PROVIDED DATA section start

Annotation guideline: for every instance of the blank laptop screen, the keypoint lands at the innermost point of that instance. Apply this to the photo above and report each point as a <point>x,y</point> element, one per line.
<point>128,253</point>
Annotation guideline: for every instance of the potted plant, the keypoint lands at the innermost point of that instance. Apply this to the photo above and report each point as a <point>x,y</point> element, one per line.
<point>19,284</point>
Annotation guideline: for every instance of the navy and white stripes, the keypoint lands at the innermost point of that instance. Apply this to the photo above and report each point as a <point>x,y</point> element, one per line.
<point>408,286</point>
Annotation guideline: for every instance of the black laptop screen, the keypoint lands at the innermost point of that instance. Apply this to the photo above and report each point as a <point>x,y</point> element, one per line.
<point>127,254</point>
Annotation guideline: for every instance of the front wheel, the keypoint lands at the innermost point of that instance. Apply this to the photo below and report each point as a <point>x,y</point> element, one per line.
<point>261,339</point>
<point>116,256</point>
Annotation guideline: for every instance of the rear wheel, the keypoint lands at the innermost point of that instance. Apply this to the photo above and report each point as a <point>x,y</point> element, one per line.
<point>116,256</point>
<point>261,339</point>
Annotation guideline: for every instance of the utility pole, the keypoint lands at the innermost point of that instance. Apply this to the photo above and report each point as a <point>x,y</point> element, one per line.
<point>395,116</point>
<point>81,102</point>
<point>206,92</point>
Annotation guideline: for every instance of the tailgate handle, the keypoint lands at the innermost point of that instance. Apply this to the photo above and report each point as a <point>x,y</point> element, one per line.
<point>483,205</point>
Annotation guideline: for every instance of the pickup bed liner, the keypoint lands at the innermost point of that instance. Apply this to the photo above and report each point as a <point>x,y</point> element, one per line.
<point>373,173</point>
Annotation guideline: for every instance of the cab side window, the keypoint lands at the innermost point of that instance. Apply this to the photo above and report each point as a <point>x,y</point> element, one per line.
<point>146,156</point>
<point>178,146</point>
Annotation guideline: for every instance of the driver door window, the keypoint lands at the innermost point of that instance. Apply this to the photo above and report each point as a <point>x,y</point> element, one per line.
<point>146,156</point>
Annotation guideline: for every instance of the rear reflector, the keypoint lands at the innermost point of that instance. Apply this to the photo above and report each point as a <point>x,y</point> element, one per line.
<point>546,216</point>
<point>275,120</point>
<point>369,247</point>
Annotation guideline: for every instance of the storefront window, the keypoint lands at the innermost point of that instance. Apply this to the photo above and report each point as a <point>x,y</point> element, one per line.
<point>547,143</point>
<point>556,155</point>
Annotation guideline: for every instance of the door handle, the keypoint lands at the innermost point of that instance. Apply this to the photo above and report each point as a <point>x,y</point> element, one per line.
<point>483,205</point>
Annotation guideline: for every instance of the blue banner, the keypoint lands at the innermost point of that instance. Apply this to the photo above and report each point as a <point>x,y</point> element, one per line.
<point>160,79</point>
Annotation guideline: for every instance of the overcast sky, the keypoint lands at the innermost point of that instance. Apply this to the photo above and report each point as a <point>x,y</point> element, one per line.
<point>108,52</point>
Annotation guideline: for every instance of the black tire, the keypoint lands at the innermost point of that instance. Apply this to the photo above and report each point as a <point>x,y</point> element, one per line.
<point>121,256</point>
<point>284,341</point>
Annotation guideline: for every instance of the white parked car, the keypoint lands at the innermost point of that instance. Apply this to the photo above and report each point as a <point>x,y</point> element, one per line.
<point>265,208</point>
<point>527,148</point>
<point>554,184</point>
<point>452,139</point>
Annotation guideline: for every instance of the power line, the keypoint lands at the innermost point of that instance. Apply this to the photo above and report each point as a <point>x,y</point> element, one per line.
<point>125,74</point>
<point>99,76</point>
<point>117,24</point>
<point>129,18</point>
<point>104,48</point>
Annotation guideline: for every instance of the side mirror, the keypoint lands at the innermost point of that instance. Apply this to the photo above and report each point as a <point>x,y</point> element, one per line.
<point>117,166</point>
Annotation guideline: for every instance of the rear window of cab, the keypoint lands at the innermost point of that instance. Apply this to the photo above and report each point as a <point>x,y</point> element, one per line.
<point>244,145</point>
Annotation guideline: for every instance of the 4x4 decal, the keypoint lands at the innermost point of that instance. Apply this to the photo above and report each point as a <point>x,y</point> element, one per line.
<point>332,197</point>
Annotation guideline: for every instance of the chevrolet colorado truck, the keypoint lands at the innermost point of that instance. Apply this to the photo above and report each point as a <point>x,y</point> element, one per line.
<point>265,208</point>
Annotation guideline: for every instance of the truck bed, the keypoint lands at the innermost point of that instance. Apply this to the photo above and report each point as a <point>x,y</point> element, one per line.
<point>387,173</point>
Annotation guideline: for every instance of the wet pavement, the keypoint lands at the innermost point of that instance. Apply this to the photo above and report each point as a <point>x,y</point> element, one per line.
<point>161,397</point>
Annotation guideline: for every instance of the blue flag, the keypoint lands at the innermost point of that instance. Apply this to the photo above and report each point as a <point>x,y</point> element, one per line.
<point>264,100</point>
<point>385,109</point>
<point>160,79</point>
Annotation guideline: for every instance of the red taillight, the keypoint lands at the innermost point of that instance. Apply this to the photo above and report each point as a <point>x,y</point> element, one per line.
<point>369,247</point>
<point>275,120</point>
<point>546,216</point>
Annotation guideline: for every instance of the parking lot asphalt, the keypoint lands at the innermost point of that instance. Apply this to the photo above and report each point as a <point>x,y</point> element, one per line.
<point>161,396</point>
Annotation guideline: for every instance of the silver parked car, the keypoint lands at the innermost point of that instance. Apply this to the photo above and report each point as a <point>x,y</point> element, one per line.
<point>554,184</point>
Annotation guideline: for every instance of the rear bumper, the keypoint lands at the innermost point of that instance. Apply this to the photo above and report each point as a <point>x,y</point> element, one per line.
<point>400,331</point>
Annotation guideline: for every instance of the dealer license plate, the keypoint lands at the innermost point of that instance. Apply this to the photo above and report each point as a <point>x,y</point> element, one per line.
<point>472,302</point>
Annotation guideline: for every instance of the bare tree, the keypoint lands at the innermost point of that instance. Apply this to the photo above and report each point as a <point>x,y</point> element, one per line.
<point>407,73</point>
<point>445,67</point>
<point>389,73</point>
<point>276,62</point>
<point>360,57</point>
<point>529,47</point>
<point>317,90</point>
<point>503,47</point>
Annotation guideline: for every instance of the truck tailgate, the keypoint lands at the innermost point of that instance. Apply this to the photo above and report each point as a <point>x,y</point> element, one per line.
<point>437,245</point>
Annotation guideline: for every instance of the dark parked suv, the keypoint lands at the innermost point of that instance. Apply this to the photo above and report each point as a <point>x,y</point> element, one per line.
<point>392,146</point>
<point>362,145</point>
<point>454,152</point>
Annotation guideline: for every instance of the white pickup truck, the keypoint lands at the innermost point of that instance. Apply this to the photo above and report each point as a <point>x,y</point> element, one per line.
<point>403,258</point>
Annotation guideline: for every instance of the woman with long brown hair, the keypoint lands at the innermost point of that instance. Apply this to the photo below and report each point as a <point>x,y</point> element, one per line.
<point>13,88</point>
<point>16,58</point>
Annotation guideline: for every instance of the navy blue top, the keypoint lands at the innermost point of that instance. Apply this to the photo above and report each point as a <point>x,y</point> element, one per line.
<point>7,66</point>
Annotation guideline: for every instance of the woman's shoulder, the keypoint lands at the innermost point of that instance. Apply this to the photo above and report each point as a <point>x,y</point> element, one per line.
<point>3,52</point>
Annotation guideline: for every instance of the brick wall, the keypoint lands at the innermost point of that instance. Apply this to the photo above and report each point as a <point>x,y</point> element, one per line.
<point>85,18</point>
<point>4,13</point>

PROVIDED DATA section end

Output all of the data in full, exactly as given.

## ANSWER SPACE
Annotation guideline: for every instance of the blank laptop screen, the keypoint lands at the innermost point of that instance. Apply this to the photo above and report each point as a <point>x,y</point> element, one per line.
<point>128,253</point>
Annotation guideline: for every instance of the potted plant, the keypoint lands at the innermost point of that instance. Apply this to the photo above and report each point as a <point>x,y</point> element, one per line.
<point>19,284</point>
Annotation guideline: for every instance of the navy and white stripes, the keypoint lands at the innermost point of that instance. Apply this to the photo above and report each point as a <point>x,y</point> element, one per line.
<point>408,286</point>
Annotation guideline: for every instance of the black laptop screen, the keypoint lands at the innermost point of that instance. Apply this to the photo above and report each point as a <point>x,y</point> element, one per line.
<point>127,254</point>
Annotation guideline: for every instance of the front wheel, the keypoint lands at the innermost point of that instance. Apply this to the photo below and report each point as a <point>x,y</point> element, one per line.
<point>261,339</point>
<point>116,256</point>
Annotation guideline: for every instance of the rear wheel, the keypoint lands at the innermost point of that instance. Apply this to the photo above and report each point as a <point>x,y</point> element, one per line.
<point>116,256</point>
<point>261,339</point>
Annotation guideline: for every instance of the utility pole, the keypoint lands at the innermost point of that instance. Apply this to the photo above and report each point as a <point>x,y</point> element, one per line.
<point>395,116</point>
<point>81,102</point>
<point>206,92</point>
Annotation guideline: for every instance of the tailgate handle, the keypoint lands at the innermost point of that instance. Apply this to the photo above and report each point as a <point>x,y</point> element, one per line.
<point>483,205</point>
Annotation guideline: for every instance of the pickup bed liner, the keypoint lands at the innermost point of that instance. Apply this to the photo above and report each point as a <point>x,y</point> element, one per line.
<point>373,173</point>
Annotation guideline: for every instance of the cab side window, the keypoint lands at the innermost point of that instance. Apply this to the photo above and report each point as a <point>x,y</point> element, one per line.
<point>146,156</point>
<point>178,146</point>
Annotation guideline: for every instance of the driver door window, the keypoint lands at the innermost point of that instance. Apply this to the photo above and report each point as a <point>x,y</point> element, one per line.
<point>146,156</point>
Annotation guideline: for every instance of the rear reflector, the keypoint lands at the innermost point of that instance. Apply this to the photo above and report each point as a <point>x,y</point> element, one per line.
<point>546,216</point>
<point>275,120</point>
<point>369,247</point>
Annotation guideline: for every instance of the storefront window, the keypoint lands at the innermost point of that instance. Apply this to the photo above and report each point as a <point>x,y</point> element, one per line.
<point>547,143</point>
<point>556,155</point>
Annotation guideline: for every instance of the door handle, the keypoint lands at the innermost point of that instance. Apply this to the photo above and report each point as a <point>x,y</point> element, one per line.
<point>483,205</point>
Annotation guideline: for every instance of the blue banner, the keypoint lands at the innermost point of that instance. Apply this to the photo above and report each point as a <point>x,y</point> element, one per line.
<point>160,79</point>
Annotation guideline: for every instance of the overcast sky, the keypoint lands at the innermost point of that instance. Apply this to the photo above and report each point as a <point>x,y</point> element, one per line.
<point>108,52</point>
Annotation guideline: for every instance of the black tire, the keypoint lands at the innermost point of that instance. Apply this to the photo above and report each point as a <point>x,y</point> element, one per line.
<point>121,256</point>
<point>284,341</point>
Annotation guideline: for every instance of the white parked car, the keypoint lands at the innermost point of that instance. Apply this to the photo above and report each point as a <point>x,y</point> element, one per line.
<point>265,208</point>
<point>527,148</point>
<point>554,184</point>
<point>452,139</point>
Annotation guideline: for every instance of the power line, the keypoint lands at the innermost point of that instance. Apply this to the photo above and report each point as a <point>x,y</point> element, one per line.
<point>125,74</point>
<point>99,76</point>
<point>117,24</point>
<point>129,18</point>
<point>104,48</point>
Annotation guideline: for every instance of the side mirror, the keypoint lands at the innermost point of that instance. Apply this to the photo above and report each point as a <point>x,y</point> element, one per line.
<point>117,166</point>
Annotation guideline: for every instance of the rear window of cab, the keypoint lands at the innermost point of that instance. Apply this to the photo above and report each point as a <point>x,y</point> element, one per line.
<point>244,145</point>
Annotation guideline: for every instance of the 4x4 decal, the keypoint lands at the innermost point of that instance. Apply this to the photo above and report each point as a <point>x,y</point> element, one per line.
<point>332,197</point>
Annotation guideline: for every instance of the chevrolet colorado truck, the keypoint lands at the innermost point of that instance. Apply this to the photo above and report each point as a <point>x,y</point> element, one per line.
<point>265,208</point>
Annotation guideline: for every instance of the truck bed, the keypoint lands at the innermost point of that instance. Apply this to the photo above and report each point as a <point>x,y</point> element, one per line.
<point>387,173</point>
Annotation guideline: for every instance of the wet pavement, the keypoint lands at the innermost point of that instance. Apply this to the photo above and report each point as a <point>x,y</point> element, one per line.
<point>161,397</point>
Annotation guideline: for every instance of the blue flag, the keypoint lands at the innermost point of that instance. Apply this to the photo above and report each point as a <point>x,y</point> element, one per line.
<point>264,100</point>
<point>385,109</point>
<point>160,79</point>
Annotation guideline: for every instance of the red taillight, the keypoint lands at the innermost point of that instance. Apply this to the photo above and report each point as a <point>x,y</point> element, one per line.
<point>369,247</point>
<point>275,120</point>
<point>546,216</point>
Annotation guideline: for every instance of the parking lot asphalt, the keypoint lands at the innermost point of that instance. Apply this to the photo above and report each point as a <point>x,y</point> element, one per line.
<point>161,396</point>
Annotation guideline: for every instance of the silver parked car, the keypoint lands at the innermost point of that instance. Apply this to the photo above and report each point as a <point>x,y</point> element, one per line.
<point>554,184</point>
Annotation guideline: for every instance of the rear bumper, the keypoint lands at the innermost point of that instance. Apply this to the photo above and report each point as a <point>x,y</point> element, one per line.
<point>400,331</point>
Annotation guideline: for every instance of the dealer license plate, the keypoint lands at the innermost point of that instance. Apply this to the photo above and report each point as a <point>x,y</point> element, one per line.
<point>472,302</point>
Annotation guideline: for every instance of the bare tree, the keypoint lands at the innermost point of that instance. Apply this to the photo above and report each point as a <point>x,y</point> element, one per line.
<point>407,73</point>
<point>445,67</point>
<point>389,73</point>
<point>276,62</point>
<point>360,57</point>
<point>529,47</point>
<point>317,90</point>
<point>503,47</point>
Annotation guideline: for every instance of the truck tailgate, the keypoint lands at the innermost point of that instance. Apply this to the photo above and report each point as a <point>x,y</point> element, one per line.
<point>437,245</point>
Annotation guideline: for every instance of the dark parked suv, the keypoint lands at the innermost point of that instance. Apply this to the photo above and report each point as a <point>x,y</point> element, one per line.
<point>392,146</point>
<point>362,145</point>
<point>454,152</point>
Annotation guideline: for every instance of the white pickup truck, the keypoint lands at the innermost point of that instance. Apply this to the photo above and report each point as a <point>x,y</point> element, one per line.
<point>403,258</point>
Annotation guideline: for every instance of the woman with long brown hair, the keypoint lands at the innermost point of that instance. Apply this to the photo below and report each point as a <point>x,y</point> element, one per line.
<point>13,88</point>
<point>16,58</point>
Annotation guideline: for every instance of the navy blue top, the keypoint lands at the innermost point of that instance. Apply this to the photo above and report each point as a <point>x,y</point> element, one per line.
<point>7,66</point>
Annotation guideline: for every instance of the woman's shoulder, the keypoint lands at the innermost point of that instance. Apply this to the photo above and report each point as a <point>x,y</point> element, one per line.
<point>3,52</point>
Annotation guideline: for every instance of the brick wall, the keypoint lands at the innermost point of that instance. Apply this to the photo above and report each point as a <point>x,y</point> element, one per line.
<point>85,18</point>
<point>4,13</point>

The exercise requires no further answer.